___ Data for this exercise

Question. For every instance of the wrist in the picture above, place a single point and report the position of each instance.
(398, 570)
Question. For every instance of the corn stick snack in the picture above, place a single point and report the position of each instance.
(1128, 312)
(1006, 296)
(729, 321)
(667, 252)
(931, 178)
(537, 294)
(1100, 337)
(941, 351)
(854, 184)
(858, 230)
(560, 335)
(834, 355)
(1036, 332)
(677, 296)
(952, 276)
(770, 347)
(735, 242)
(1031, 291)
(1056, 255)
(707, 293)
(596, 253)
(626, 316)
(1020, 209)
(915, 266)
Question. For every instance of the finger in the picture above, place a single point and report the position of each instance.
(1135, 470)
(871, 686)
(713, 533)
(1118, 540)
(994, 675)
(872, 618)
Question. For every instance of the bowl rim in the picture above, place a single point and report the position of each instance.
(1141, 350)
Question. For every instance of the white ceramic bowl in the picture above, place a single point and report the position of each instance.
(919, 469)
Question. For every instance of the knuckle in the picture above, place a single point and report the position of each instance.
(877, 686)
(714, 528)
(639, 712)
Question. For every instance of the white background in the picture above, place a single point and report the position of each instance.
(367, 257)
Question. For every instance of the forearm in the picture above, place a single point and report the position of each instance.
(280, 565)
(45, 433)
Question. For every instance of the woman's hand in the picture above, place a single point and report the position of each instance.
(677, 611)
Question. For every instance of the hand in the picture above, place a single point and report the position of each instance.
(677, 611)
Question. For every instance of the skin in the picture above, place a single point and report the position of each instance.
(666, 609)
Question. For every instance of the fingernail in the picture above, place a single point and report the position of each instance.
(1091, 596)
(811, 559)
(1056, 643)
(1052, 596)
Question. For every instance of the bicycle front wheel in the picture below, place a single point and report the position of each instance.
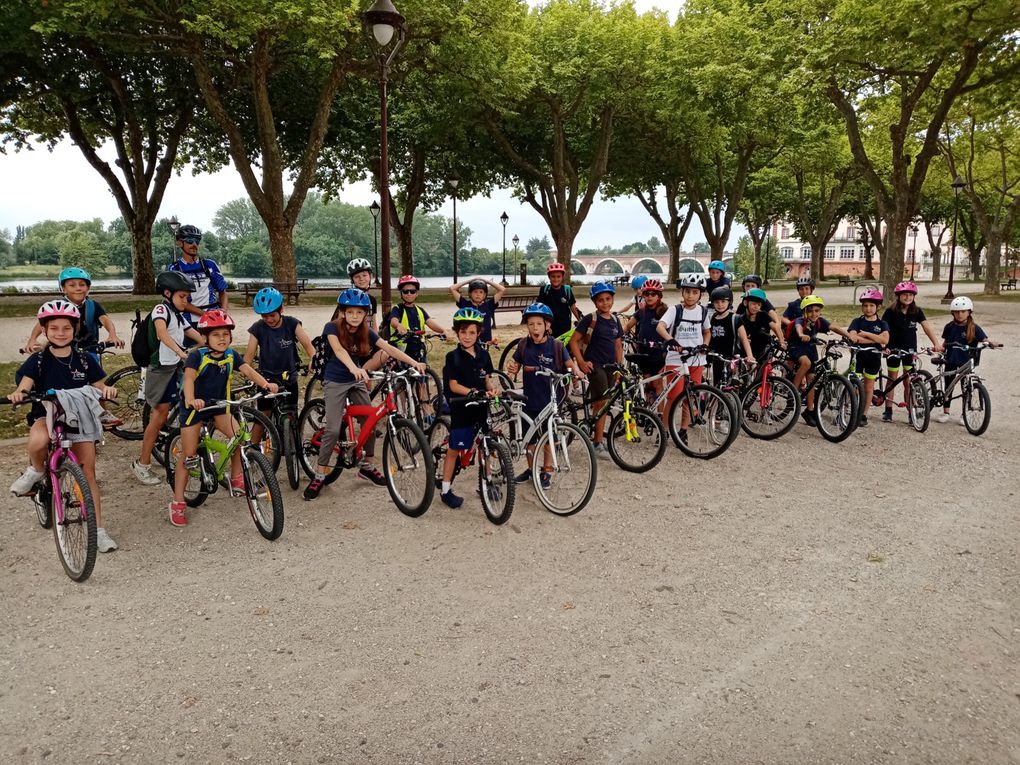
(73, 514)
(408, 467)
(570, 481)
(496, 480)
(265, 503)
(636, 444)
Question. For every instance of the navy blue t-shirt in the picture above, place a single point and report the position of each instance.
(602, 343)
(277, 349)
(336, 370)
(548, 355)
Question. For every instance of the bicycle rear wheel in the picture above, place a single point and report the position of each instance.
(408, 467)
(265, 502)
(74, 521)
(572, 479)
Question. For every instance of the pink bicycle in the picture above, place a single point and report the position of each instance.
(63, 500)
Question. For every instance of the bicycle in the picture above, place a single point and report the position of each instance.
(407, 457)
(496, 479)
(63, 500)
(265, 503)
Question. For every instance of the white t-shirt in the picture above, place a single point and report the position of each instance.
(175, 326)
(689, 332)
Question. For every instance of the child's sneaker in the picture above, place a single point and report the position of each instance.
(24, 486)
(145, 474)
(177, 514)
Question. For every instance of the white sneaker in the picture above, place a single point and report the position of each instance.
(26, 483)
(104, 542)
(145, 474)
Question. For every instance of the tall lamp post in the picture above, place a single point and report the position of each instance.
(454, 182)
(958, 186)
(385, 21)
(503, 219)
(373, 208)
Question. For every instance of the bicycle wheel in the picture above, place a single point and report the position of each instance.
(310, 438)
(265, 502)
(408, 467)
(74, 521)
(976, 406)
(636, 446)
(770, 409)
(835, 409)
(712, 424)
(129, 403)
(571, 481)
(496, 480)
(195, 490)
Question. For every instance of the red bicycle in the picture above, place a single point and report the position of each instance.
(407, 459)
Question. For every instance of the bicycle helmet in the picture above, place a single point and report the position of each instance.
(653, 285)
(58, 309)
(174, 282)
(539, 309)
(696, 281)
(468, 314)
(352, 297)
(214, 319)
(752, 278)
(73, 272)
(722, 293)
(267, 300)
(357, 266)
(408, 278)
(906, 287)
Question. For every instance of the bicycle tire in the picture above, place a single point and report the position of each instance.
(498, 489)
(774, 400)
(835, 395)
(573, 456)
(259, 480)
(648, 431)
(976, 426)
(74, 527)
(403, 436)
(129, 404)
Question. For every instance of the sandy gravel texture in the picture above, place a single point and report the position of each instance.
(788, 602)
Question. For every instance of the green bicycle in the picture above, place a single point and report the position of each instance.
(211, 469)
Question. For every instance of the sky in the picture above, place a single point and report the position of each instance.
(42, 185)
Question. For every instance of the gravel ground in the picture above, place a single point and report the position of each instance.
(788, 602)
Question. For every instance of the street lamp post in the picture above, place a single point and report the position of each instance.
(373, 208)
(503, 219)
(958, 185)
(454, 183)
(385, 21)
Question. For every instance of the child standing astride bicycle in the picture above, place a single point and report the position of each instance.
(467, 371)
(869, 332)
(59, 366)
(207, 378)
(352, 344)
(605, 346)
(273, 340)
(539, 350)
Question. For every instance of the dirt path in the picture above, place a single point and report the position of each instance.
(788, 602)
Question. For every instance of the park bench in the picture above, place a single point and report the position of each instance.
(291, 290)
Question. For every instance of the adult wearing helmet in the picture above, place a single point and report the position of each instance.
(209, 286)
(560, 298)
(477, 298)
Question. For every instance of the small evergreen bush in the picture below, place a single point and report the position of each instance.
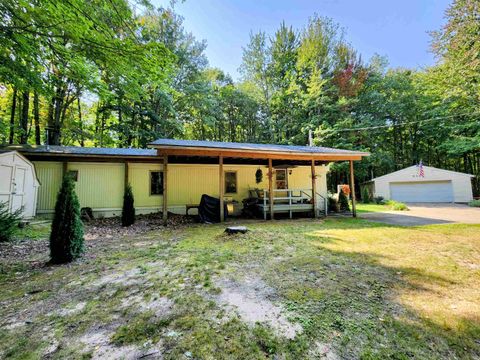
(66, 238)
(343, 201)
(366, 196)
(128, 210)
(474, 203)
(8, 222)
(379, 200)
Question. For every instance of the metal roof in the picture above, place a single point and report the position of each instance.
(77, 150)
(252, 147)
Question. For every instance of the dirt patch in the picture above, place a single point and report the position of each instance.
(126, 278)
(322, 351)
(112, 228)
(71, 310)
(159, 306)
(97, 343)
(250, 298)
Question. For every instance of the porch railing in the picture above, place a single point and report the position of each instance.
(292, 200)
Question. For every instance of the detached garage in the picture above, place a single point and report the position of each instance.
(423, 184)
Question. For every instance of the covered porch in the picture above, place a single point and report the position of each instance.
(274, 200)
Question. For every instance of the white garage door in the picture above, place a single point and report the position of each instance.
(434, 191)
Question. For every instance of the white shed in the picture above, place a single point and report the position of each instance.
(18, 183)
(435, 186)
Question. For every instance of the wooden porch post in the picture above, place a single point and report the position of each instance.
(270, 187)
(314, 190)
(352, 190)
(221, 186)
(126, 174)
(165, 204)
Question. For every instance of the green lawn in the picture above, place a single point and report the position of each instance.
(349, 288)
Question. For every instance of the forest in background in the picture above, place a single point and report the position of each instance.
(119, 73)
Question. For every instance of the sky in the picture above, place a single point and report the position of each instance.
(397, 29)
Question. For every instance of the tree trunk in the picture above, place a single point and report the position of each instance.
(82, 138)
(12, 116)
(24, 117)
(36, 118)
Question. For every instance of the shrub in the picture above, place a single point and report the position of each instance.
(379, 200)
(343, 201)
(366, 196)
(8, 222)
(66, 238)
(128, 210)
(474, 203)
(397, 206)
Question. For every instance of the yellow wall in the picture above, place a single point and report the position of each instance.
(49, 175)
(100, 185)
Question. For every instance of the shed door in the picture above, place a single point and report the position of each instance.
(6, 180)
(431, 191)
(18, 191)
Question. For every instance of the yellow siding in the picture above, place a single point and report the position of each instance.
(187, 183)
(139, 178)
(50, 177)
(99, 185)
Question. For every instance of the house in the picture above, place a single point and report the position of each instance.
(423, 184)
(173, 174)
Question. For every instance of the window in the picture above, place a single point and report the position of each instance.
(156, 182)
(230, 182)
(281, 179)
(73, 174)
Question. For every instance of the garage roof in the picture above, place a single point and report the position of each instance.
(386, 176)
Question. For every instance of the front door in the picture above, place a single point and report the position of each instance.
(281, 179)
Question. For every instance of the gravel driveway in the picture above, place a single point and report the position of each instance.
(425, 214)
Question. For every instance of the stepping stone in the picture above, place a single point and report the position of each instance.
(236, 229)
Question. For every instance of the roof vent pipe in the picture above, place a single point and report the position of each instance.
(46, 140)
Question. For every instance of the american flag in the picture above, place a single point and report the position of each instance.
(421, 173)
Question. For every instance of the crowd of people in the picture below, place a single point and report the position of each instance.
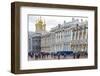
(56, 55)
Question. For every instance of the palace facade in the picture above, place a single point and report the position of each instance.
(69, 36)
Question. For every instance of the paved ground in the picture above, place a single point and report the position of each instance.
(53, 58)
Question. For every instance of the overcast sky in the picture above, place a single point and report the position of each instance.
(51, 21)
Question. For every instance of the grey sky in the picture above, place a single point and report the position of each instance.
(51, 21)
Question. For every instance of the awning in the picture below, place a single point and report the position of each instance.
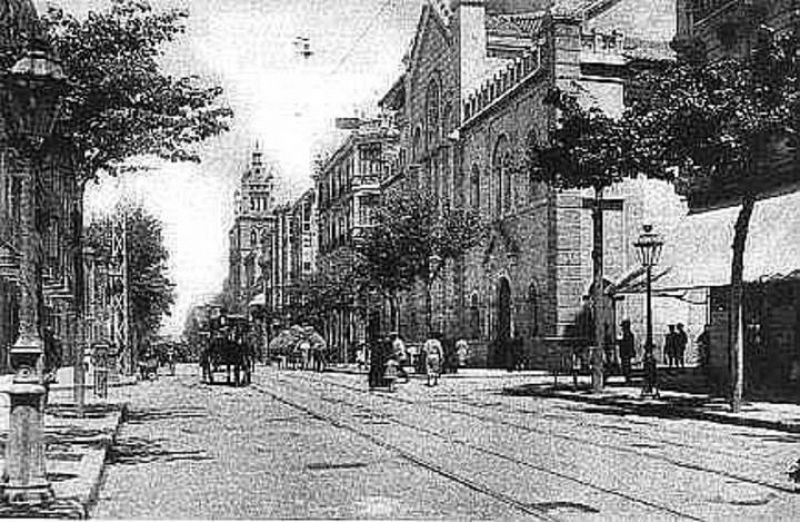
(259, 300)
(698, 251)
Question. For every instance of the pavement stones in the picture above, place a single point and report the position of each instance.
(76, 452)
(775, 416)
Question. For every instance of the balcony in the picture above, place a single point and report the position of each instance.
(744, 10)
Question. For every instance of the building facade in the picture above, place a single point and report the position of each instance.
(470, 103)
(253, 227)
(348, 187)
(698, 252)
(41, 209)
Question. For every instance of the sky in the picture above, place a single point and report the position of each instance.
(283, 101)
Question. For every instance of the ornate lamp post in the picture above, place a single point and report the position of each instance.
(435, 263)
(31, 96)
(648, 249)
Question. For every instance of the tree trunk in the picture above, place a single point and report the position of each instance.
(394, 313)
(429, 307)
(736, 315)
(599, 309)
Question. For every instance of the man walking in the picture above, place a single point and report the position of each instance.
(400, 355)
(433, 359)
(627, 351)
(670, 347)
(681, 341)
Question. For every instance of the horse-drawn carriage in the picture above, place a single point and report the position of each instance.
(228, 349)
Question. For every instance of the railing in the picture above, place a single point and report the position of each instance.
(603, 43)
(502, 82)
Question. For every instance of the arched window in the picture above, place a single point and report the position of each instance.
(533, 309)
(447, 116)
(508, 182)
(475, 187)
(532, 145)
(500, 176)
(432, 113)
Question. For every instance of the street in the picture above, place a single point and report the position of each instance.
(321, 446)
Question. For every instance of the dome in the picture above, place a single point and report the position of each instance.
(19, 22)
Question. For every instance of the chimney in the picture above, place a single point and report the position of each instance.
(468, 24)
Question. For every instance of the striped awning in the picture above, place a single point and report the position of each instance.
(698, 252)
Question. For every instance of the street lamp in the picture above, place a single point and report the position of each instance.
(31, 94)
(648, 249)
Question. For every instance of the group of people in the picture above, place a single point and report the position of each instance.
(675, 346)
(389, 358)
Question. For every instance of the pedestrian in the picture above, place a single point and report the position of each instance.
(305, 354)
(681, 341)
(462, 347)
(376, 364)
(361, 356)
(433, 358)
(610, 350)
(390, 372)
(704, 348)
(670, 347)
(627, 350)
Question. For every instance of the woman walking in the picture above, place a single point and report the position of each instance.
(433, 359)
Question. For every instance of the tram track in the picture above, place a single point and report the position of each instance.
(583, 440)
(456, 477)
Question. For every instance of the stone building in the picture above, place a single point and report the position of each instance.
(42, 179)
(469, 103)
(348, 186)
(253, 226)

______

▶ **Work to do**:
Quote exactly what appears from the line containing "Question. For every instance of the horse-drawn" through the final line of the listing above, including both of those lines.

▶ **Complete answer**:
Question. For every instance of the horse-drawn carriage in the picture above, place a single point and report the position of each instance.
(228, 349)
Question. For every instance of the railing in the picture above, place a single point and report the position of each instance.
(603, 43)
(502, 82)
Question. For every instance of the arched window in the picture above, place a single point and report the position of each instance.
(533, 309)
(447, 116)
(508, 182)
(475, 187)
(532, 145)
(500, 176)
(432, 113)
Question. For every instance of the street in the picture above, place a single point and report the position of each instance.
(321, 446)
Question. For every instance of the dome in the picture above, place a single point and report the position of each instance.
(19, 22)
Question. For every instance of the chimney in the picture above, place a single point and report the position of each instance.
(468, 24)
Question. For every instance of the striped awning in the picture above, place a single point and report the position of each instance.
(698, 252)
Question. For every instance of the street lamp in the picture above, place a single point and report the position of each instance.
(31, 94)
(648, 249)
Question. For every instance of the group of people in the picture above, place a single point and report the position of each instance.
(675, 346)
(389, 358)
Question. For every instance of the pedestrian in the picture above, place a single point and report the position of each instance.
(305, 354)
(681, 341)
(462, 347)
(376, 364)
(361, 356)
(433, 358)
(610, 350)
(390, 372)
(704, 348)
(670, 347)
(627, 350)
Question. For every instance of the woman walking in the picture above, place a single point and report the position of each instance.
(433, 359)
Question. For every instance of the tram track in the picture above, place a single point and report the position of each instance.
(583, 440)
(456, 477)
Question. For every instance of the stone building in the picture above, place a single point and report the position of each instance.
(42, 179)
(469, 103)
(348, 186)
(253, 226)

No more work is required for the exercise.